▶ **Excerpted records**:
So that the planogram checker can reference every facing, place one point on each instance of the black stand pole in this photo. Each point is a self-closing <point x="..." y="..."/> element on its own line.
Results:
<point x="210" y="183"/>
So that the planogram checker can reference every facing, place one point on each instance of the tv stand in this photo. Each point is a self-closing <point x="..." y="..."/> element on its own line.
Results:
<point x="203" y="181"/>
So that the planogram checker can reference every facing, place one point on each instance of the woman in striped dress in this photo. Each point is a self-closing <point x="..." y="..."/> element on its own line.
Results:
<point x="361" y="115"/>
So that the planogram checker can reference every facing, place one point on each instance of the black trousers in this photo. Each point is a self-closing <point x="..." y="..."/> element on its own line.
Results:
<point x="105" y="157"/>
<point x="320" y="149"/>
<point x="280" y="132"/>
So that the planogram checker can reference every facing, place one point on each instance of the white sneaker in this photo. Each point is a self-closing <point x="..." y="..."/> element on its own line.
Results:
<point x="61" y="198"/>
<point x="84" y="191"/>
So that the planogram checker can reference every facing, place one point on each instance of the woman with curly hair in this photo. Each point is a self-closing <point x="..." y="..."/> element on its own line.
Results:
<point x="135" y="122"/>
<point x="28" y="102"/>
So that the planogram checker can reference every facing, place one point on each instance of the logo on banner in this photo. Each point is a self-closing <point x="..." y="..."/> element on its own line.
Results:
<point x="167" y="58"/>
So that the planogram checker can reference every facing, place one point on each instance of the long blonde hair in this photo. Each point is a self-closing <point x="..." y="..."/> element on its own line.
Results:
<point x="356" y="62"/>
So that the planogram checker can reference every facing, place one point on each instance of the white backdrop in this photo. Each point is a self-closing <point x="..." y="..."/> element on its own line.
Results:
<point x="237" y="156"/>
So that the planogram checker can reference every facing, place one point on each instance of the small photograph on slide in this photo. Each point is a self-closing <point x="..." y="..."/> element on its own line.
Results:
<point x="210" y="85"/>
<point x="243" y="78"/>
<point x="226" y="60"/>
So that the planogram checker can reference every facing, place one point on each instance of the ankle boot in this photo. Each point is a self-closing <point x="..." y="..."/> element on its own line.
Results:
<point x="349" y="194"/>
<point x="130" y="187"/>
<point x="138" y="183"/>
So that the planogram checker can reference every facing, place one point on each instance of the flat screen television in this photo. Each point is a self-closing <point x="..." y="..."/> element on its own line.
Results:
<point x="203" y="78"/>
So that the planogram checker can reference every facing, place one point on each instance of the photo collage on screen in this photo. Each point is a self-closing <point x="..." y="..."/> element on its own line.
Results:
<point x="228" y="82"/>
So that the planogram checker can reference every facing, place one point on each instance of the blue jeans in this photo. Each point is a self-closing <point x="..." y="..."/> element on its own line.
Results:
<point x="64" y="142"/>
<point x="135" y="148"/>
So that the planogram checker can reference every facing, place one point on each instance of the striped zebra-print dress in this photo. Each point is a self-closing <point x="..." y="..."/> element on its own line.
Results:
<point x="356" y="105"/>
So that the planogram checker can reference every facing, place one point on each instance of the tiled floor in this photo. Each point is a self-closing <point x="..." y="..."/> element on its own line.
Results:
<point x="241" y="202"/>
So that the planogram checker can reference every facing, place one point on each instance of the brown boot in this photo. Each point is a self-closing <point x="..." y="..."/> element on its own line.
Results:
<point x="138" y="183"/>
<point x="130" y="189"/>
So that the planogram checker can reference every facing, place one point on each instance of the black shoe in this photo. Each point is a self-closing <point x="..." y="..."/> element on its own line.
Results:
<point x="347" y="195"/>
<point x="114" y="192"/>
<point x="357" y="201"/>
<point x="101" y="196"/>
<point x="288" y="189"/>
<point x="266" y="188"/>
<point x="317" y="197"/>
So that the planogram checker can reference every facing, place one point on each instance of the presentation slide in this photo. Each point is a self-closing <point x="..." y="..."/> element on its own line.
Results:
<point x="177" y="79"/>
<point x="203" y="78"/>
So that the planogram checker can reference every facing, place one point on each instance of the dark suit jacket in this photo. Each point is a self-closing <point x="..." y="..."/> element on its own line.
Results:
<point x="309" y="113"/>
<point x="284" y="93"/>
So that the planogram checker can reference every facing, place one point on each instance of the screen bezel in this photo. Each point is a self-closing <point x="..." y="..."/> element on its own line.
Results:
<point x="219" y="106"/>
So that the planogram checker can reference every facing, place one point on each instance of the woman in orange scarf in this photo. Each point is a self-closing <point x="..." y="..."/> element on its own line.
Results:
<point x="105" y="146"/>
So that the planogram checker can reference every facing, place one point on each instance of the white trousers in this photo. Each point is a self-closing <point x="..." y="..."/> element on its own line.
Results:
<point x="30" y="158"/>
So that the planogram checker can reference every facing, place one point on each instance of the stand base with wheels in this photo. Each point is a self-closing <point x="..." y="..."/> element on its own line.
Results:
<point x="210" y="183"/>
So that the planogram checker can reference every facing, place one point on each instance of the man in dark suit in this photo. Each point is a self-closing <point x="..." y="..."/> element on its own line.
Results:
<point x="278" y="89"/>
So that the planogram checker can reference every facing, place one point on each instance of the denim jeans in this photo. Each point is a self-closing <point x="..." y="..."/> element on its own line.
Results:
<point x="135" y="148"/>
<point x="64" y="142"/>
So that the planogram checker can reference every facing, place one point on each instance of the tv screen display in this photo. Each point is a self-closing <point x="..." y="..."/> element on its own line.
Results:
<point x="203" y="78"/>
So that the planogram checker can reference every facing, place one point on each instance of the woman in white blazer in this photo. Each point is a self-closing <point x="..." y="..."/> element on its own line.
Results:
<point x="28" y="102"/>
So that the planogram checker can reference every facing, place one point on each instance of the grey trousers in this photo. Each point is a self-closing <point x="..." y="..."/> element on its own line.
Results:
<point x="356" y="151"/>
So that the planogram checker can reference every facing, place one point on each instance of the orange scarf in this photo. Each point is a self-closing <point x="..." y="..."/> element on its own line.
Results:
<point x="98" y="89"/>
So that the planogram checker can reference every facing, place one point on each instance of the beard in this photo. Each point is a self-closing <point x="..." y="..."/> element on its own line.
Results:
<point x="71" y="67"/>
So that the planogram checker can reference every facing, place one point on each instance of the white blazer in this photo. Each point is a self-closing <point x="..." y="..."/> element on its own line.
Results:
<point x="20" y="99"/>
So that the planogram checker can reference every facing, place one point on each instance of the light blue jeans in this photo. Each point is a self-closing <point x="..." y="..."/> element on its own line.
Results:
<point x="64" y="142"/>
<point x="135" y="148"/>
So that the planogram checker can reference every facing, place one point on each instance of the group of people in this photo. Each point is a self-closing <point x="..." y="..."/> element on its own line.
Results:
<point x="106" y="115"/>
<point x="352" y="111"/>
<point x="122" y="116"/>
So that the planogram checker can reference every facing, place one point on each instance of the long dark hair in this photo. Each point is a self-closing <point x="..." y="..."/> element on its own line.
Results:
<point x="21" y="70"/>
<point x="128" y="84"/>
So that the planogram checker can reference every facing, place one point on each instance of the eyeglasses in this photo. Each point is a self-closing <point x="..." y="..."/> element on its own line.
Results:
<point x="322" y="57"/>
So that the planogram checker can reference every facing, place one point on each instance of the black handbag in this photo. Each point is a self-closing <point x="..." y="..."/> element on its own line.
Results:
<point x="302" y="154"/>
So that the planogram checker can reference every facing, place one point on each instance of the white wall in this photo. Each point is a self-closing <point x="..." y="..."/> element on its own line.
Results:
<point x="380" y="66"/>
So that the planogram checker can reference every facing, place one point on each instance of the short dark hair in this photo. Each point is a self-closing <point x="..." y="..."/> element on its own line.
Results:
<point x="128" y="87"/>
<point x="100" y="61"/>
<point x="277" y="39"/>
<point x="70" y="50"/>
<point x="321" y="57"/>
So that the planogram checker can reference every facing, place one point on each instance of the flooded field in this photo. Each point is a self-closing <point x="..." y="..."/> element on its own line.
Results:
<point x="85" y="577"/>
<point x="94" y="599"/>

▶ **The problem**: Everything from the line containing "of the eyeglasses" to the end of the data above should be quoted exactly, please, both ends included, and nothing outside that span.

▶ **Task solution**:
So that the planogram checker can reference every facing, place one point on each instance of the eyeglasses in this photo. Each point is a self-closing <point x="..." y="..."/> element on its own line.
Results:
<point x="322" y="57"/>
So that the planogram checker can reference every facing, place one point on each instance of the black handbag in this photo. Each point is a self-closing <point x="..." y="..."/> element on its own line.
Results:
<point x="302" y="154"/>
So that the planogram checker can reference every facing, place one point on each instance of the white wall in this photo. Each point is a self-closing <point x="..." y="..."/> element on its own line.
Results:
<point x="380" y="66"/>
So that the planogram checker can reference every facing, place one point on each instance of the short dark hair in this photo. Each point is a self-closing <point x="..." y="..."/> element on its own line.
Results:
<point x="128" y="87"/>
<point x="100" y="61"/>
<point x="277" y="39"/>
<point x="70" y="50"/>
<point x="321" y="57"/>
So that the planogram checker can reference every facing, place one point on each instance of the flooded field in this photo. Each point is a self-closing <point x="..." y="..."/> element on its own line.
Results:
<point x="85" y="577"/>
<point x="94" y="599"/>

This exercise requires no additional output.